[DIE AUFGABE]:
Fasse den Absatz aus dem Textauszug über das Wäschewaschen auf einem Frachter, der mit „Ein Tipp für die, die eine Schiffsreise“ beginnt, als kurze Stichpunktliste zusammen und behalte dabei seine wichtigsten Fakten bei.

[TEXTAUSZUG]:
· · · · · · ·

This post is also available in: English (Englisch)
Heute habe ich die letzte saubere Unterhose angezogen. Also muss ich mal aktiv werden und Wäsche waschen. Es gibt eine Waschmaschine auf dem D–Deck für die Offiziere, die wir Passagiere benutzen dürfen. Außerdem gibt es ganz unten noch eine Wäscherei mit Waschmaschinen und Trockner. Da die Maschinen dort öfters benutzt werden, wasche ich bei den Offizieren und bringe dann das Zeug ganz runter, um es zu trocknen.
Nun ist alles gewaschen, getrocknet, gefaltet und weggeräumt.
Ein Tipp für die, die eine Schiffsreise auf einen Frachter antreten werden: Nehme bügelfreie Wäsche mit! Der Trockner hat keinen Knitterschutz. Es gibt zwar auch ein Bügelbrett und –Eisen, aber zum Bügeln habe ich keine Lust. Noch habe ich genug gebügelte Oberbekleidung dabei. Die Unterwäsche und der Schlafanzug müssen nicht gebügelt werden.

· · · · · · ·

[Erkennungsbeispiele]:

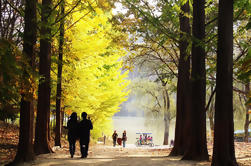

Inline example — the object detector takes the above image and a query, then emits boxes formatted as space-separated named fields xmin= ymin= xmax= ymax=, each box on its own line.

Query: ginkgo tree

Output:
xmin=53 ymin=8 xmax=129 ymax=139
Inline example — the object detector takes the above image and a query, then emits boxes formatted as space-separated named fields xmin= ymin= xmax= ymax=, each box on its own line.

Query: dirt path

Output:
xmin=31 ymin=145 xmax=210 ymax=166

· · · · · · ·

[ERGEBNIS]:
- Tipp für Reisende auf einem Frachter: bügelfreie Wäsche mitnehmen.
- Der Trockner hat keinen Knitterschutz.
- Bügelbrett und Bügeleisen sind zwar vorhanden, aber es fehlt die Lust zum Bügeln.
- Es ist noch genug gebügelte Oberbekleidung dabei.
- Unterwäsche und Schlafanzug müssen nicht gebügelt werden.